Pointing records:

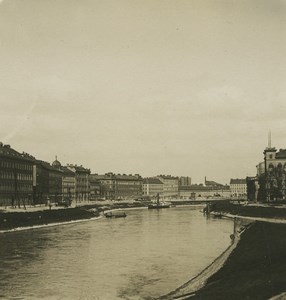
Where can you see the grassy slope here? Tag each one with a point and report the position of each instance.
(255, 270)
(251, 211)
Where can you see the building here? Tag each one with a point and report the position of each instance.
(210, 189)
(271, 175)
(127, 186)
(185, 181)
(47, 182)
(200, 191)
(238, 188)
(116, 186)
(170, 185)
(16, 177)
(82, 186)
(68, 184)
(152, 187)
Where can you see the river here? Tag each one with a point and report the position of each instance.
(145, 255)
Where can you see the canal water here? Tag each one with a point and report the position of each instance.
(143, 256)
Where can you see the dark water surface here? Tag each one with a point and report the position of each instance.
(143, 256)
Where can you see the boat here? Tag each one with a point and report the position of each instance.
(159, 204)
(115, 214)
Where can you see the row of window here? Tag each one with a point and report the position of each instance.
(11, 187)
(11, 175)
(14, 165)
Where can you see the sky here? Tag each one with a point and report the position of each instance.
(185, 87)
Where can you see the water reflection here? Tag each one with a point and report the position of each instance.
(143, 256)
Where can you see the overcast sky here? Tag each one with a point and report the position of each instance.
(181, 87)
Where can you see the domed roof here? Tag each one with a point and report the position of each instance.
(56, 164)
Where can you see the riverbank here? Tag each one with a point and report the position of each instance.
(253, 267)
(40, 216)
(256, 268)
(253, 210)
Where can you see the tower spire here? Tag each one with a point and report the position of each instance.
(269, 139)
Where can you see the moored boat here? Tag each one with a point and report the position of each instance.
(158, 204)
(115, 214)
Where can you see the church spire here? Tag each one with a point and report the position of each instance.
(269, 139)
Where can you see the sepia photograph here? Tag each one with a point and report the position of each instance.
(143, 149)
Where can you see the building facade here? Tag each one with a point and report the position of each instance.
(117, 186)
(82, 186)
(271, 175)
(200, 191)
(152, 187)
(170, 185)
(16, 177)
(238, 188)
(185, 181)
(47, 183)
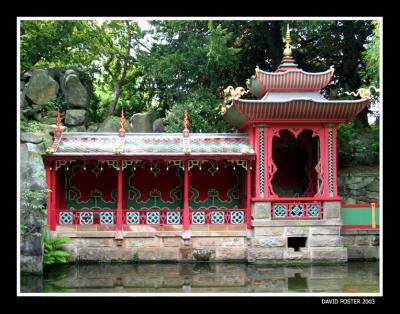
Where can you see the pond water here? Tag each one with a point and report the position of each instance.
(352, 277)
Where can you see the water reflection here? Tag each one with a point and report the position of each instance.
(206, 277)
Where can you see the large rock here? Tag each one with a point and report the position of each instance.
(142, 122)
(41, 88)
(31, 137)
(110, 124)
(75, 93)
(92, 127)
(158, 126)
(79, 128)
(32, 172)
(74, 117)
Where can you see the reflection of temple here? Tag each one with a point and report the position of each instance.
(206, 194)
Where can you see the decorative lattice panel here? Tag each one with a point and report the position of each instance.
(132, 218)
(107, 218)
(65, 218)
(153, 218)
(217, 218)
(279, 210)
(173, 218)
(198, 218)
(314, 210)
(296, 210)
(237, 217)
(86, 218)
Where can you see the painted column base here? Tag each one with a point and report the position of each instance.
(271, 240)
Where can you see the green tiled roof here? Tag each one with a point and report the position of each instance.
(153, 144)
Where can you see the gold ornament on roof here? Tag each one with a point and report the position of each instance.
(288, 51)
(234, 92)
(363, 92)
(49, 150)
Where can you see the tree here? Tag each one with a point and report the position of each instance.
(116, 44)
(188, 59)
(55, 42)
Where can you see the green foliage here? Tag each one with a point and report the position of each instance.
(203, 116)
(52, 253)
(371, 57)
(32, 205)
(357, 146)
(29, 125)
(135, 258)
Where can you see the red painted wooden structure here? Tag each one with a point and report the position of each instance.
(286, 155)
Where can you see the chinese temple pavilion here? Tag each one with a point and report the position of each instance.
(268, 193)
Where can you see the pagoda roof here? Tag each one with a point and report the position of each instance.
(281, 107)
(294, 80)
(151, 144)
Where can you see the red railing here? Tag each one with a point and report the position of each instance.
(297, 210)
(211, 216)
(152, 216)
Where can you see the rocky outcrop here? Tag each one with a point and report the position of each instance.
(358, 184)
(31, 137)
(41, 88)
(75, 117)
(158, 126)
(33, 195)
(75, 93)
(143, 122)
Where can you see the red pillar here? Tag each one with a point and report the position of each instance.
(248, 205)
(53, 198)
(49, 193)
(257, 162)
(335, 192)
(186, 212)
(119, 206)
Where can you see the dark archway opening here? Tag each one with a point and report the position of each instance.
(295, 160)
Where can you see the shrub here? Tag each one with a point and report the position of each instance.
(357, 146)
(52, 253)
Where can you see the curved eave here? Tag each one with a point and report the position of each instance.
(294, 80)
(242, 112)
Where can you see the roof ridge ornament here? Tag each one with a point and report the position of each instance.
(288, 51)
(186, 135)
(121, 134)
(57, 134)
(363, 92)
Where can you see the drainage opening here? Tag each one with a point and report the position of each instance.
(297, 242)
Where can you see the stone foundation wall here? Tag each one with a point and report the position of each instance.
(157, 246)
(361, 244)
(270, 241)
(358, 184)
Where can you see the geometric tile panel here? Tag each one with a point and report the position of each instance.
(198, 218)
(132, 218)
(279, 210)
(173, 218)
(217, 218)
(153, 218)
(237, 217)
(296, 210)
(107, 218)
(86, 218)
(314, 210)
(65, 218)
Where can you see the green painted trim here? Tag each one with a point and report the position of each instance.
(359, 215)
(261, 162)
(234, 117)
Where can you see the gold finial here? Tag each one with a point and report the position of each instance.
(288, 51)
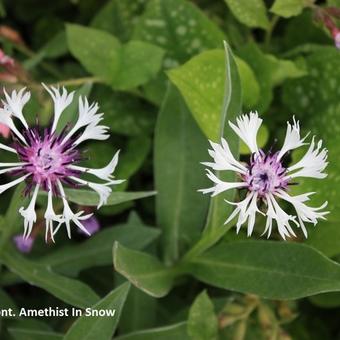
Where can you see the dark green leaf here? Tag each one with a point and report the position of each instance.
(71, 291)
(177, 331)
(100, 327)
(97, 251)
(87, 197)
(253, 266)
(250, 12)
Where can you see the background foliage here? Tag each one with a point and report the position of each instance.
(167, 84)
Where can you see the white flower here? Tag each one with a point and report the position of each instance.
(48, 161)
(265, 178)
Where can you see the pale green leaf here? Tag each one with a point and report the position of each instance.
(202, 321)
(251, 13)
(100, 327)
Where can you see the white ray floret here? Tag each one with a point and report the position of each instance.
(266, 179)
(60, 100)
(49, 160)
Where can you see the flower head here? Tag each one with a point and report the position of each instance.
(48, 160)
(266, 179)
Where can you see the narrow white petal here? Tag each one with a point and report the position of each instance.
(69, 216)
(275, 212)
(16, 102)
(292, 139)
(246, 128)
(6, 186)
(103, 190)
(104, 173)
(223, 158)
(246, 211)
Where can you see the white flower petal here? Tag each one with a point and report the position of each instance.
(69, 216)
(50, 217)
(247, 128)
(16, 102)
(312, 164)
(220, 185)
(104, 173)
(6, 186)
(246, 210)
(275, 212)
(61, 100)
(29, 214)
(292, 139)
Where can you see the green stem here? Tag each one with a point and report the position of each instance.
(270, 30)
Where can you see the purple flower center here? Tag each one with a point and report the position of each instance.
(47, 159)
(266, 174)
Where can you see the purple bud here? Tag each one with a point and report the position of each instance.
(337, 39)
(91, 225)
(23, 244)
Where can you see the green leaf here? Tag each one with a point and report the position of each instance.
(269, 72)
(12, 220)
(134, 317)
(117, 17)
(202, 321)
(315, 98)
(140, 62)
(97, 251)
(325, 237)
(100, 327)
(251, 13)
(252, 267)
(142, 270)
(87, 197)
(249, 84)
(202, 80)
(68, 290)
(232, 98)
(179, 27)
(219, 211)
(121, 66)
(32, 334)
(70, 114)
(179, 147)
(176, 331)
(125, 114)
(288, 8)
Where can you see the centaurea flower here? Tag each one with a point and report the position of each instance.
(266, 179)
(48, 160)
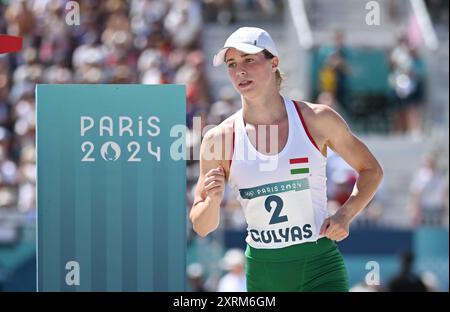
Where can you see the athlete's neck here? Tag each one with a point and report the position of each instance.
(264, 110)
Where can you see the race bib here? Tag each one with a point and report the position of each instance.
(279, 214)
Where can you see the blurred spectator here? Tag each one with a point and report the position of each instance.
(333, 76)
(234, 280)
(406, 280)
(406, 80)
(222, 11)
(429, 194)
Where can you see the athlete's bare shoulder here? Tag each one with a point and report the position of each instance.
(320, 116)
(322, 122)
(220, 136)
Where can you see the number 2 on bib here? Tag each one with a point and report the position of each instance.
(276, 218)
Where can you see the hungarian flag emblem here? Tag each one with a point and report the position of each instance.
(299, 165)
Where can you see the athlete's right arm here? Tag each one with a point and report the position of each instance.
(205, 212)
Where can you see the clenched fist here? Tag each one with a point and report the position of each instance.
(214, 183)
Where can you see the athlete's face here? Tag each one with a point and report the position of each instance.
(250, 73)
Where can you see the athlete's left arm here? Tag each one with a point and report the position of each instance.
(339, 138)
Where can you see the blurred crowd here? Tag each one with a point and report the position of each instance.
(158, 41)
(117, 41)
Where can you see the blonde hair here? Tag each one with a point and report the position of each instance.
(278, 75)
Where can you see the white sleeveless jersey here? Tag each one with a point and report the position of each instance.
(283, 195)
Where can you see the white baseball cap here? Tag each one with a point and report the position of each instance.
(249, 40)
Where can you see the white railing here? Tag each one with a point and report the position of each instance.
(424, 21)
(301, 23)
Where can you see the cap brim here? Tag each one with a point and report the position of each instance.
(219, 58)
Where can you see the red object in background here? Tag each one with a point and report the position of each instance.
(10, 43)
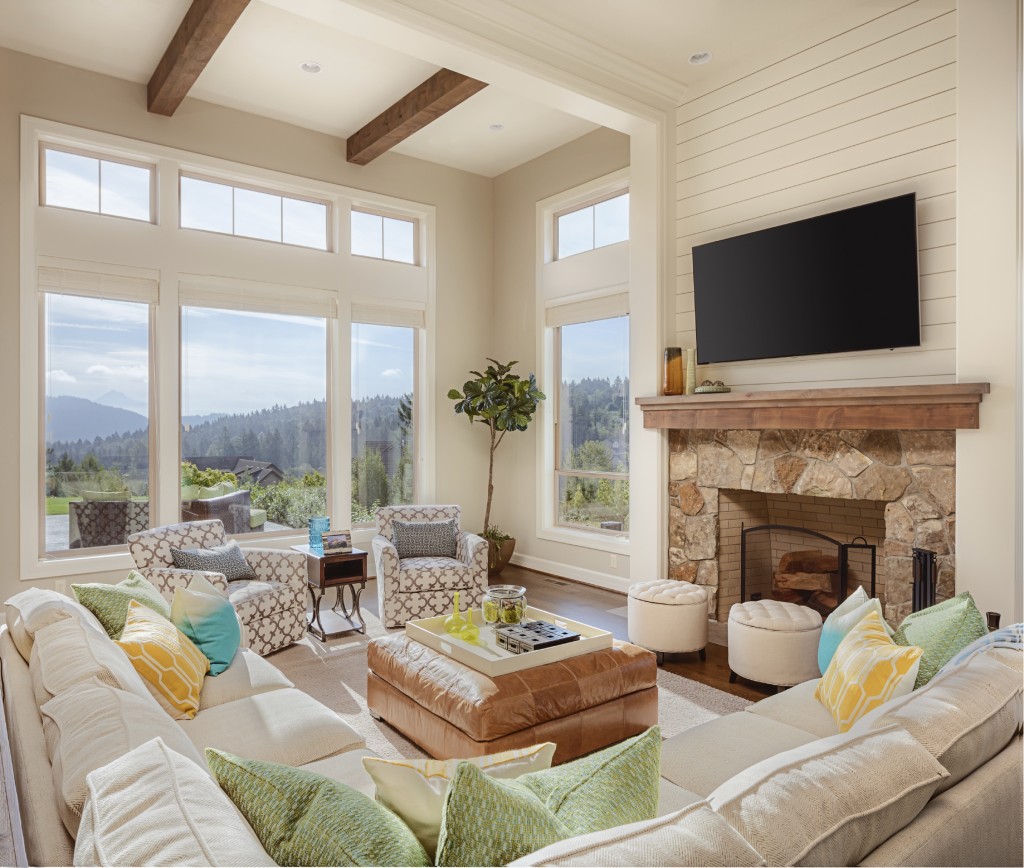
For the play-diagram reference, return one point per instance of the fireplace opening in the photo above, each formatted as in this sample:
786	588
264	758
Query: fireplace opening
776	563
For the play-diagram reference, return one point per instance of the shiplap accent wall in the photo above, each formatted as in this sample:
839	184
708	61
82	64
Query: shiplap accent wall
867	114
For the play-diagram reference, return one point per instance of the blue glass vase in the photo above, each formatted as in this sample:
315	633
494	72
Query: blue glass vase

• What the task asks: Reproduce the records verbatim from the line containing "Where can you see the athlete's face" through the last line of the records, both ends inclusive. Omit the pictures from your output.

• Task output:
Where can you see the athlete's face here? Tag each one with a point and report the position of each instance.
(250, 73)
Where can you see the athlete's left arm here? Tag each one with a point and report the position of each instance.
(339, 138)
Where can you see the blurred crowd here? Tag each one with a point and report the position of each instance.
(158, 41)
(117, 41)
Where can you see the blonde hair here? Tag each one with a point and report the position of each instance.
(278, 75)
Where can you see the white sleeveless jersey here? Tag each one with a point and report the position of each instance.
(283, 195)
Where can you see the white baseball cap here? Tag each one with a point and report the position of each instance.
(249, 40)
Where can you see the white railing here? Tag each one with a point and report the position of each instance.
(424, 21)
(301, 23)
Where can you see the cap brim here? Tag each one with a point and report the position of each instance.
(219, 58)
Where can you see the red object in background here? Tag each one with a point and report the position of each instance.
(10, 43)
For the play-diagram reference, return one point per instance of the fireplace opening in the photo above, each formatted as in this sample:
786	588
264	758
Query: fireplace opening
776	563
For the play-diagram reference, return one point per instance of the shiplap accent wall in the photo above, each formatted as in this sample:
839	184
708	61
82	64
Query: shiplap accent wall
867	114
For the play-diagram reference, return one point per instance of the blue glass vase in the photo above, each formatted as in this sample:
315	633
494	72
Query: blue glass vase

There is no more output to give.